## Problem details
From the biography below, set down everything from "Dr. David Dallas" down to "in Corvallis, Oregon.", copied word for word.
─── Extracted text ───
Biography


Dr. David Dallas is an Assistant Professor in the School of of Biological and Population Health Sciences within the College of Public Health and Human Sciences at Oregon State University in Corvallis, Oregon.

The overall aim of Dr. Dallas’s research is to improve the health of premature infants, a population that suffers greatly reduced health outcomes (including early mortality, developmental disorders, and high risk of infection) in comparison with term-delivered, breast milk-fed infants. The reduced digestive capacity of premature infants results in an inability break down milk proteins in the same way as term infants. This diminished digestive function may result in the premature infant's inability to take advantage of bioactive peptides and glycopeptides encrypted in human milk proteins. In essence, premature infants are not receiving the full and multi-faceted health benefits of milk.

Dr. Dallas attended graduate school at UC Davis in the Nutritional Biology Graduate Group, graduating with his Ph.D. in 2012. From 2012 to 2015, he was a post-doctoral fellow at UC Davis. Dr. Dallas’s doctoral and postdoctoral research focused on the characterization of the human milk glycans and human milk protein digestion in infants. Methods developed allowed for the identification of thousands of naturally occurring peptides released from milk proteins by native milk enzymes. His work showed that milk enzymes continue to break down milk proteins within the infant's stomach to release functional peptide fragments. His graduate research was funded by the Designated Emphasis in Biotechnology with the NIH Training Program in Bio-molecular Technology and the National Science Foundation Graduate Research Fellowship, and his post-doc was funded by the USDA NIFA program and the National Institutes of Health K99/R00 Award.
─── Given information ───
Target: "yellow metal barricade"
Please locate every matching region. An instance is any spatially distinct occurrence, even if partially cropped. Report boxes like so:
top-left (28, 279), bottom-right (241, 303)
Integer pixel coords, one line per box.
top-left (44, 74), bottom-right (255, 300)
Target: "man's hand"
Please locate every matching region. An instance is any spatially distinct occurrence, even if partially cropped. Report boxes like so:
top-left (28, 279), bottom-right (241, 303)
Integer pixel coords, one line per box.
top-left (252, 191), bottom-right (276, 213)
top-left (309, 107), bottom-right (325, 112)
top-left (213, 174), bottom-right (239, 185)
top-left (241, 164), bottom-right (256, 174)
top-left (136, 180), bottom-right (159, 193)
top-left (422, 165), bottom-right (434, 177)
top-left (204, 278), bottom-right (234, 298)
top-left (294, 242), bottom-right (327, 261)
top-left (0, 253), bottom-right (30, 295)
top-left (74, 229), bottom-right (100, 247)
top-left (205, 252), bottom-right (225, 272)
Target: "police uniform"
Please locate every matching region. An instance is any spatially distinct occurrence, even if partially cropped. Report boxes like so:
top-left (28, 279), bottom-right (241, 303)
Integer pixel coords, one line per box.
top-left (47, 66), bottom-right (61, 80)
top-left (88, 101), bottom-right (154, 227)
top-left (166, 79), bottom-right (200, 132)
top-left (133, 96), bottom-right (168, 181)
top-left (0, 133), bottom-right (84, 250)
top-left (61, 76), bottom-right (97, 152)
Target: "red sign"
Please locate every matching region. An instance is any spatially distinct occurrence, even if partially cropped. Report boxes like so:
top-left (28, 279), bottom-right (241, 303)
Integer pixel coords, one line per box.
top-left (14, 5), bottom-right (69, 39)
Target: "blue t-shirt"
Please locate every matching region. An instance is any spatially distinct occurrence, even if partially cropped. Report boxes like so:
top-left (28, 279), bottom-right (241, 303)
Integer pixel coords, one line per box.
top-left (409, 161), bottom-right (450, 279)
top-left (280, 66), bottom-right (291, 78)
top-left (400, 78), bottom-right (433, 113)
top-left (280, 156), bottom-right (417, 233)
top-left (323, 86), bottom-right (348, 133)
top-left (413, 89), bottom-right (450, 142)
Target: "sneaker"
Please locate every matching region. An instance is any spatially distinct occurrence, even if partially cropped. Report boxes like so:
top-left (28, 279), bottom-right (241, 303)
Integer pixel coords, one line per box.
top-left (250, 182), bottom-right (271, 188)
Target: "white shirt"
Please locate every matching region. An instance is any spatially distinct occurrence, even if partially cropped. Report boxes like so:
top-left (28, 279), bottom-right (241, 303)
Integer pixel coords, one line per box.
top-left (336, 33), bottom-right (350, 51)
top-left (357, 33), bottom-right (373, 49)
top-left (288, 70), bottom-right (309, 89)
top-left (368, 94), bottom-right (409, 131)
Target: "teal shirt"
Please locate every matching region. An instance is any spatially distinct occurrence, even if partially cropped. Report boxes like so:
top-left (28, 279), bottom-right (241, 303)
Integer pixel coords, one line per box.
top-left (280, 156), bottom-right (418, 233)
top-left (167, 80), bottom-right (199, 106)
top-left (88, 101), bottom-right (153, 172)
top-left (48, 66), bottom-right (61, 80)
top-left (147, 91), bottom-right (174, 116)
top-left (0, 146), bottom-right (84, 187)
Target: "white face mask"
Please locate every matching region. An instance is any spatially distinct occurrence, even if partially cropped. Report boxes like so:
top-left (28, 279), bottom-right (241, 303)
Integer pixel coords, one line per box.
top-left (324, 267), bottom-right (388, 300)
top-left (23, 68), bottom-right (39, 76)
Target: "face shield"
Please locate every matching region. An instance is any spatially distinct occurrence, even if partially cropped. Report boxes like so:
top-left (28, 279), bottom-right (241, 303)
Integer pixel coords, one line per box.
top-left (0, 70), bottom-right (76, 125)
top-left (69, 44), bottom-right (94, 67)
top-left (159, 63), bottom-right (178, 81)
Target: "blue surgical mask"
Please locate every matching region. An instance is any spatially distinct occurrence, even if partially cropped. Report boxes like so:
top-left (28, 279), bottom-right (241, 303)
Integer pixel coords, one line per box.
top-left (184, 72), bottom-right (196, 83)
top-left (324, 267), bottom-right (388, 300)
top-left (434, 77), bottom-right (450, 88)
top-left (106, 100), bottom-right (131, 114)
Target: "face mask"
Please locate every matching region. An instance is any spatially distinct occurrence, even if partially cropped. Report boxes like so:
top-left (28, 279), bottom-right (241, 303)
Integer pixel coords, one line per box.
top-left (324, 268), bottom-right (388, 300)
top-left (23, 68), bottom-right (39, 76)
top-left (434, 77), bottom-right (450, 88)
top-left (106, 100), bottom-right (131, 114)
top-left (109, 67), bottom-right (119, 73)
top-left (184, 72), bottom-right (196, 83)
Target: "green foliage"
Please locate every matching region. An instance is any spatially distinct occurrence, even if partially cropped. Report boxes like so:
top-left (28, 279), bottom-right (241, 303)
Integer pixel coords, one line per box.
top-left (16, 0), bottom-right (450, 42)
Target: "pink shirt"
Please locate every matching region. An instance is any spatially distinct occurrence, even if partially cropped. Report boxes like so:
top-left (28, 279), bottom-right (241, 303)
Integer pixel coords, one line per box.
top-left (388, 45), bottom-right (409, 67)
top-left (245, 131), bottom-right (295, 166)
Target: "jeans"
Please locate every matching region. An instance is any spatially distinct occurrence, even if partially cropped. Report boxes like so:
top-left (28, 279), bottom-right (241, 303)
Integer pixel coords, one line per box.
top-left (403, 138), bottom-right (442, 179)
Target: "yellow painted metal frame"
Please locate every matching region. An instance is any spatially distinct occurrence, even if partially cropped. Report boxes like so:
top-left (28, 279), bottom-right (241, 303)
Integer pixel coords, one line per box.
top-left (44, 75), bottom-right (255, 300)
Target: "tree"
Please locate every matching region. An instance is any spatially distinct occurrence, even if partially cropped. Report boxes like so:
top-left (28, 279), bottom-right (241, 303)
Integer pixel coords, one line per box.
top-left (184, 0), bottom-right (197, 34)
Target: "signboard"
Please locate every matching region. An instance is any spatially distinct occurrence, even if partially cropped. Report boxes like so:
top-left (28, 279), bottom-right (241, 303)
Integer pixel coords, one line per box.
───
## Response to this exercise
Dr. David Dallas is an Assistant Professor in the School of of Biological and Population Health Sciences within the College of Public Health and Human Sciences at Oregon State University in Corvallis, Oregon.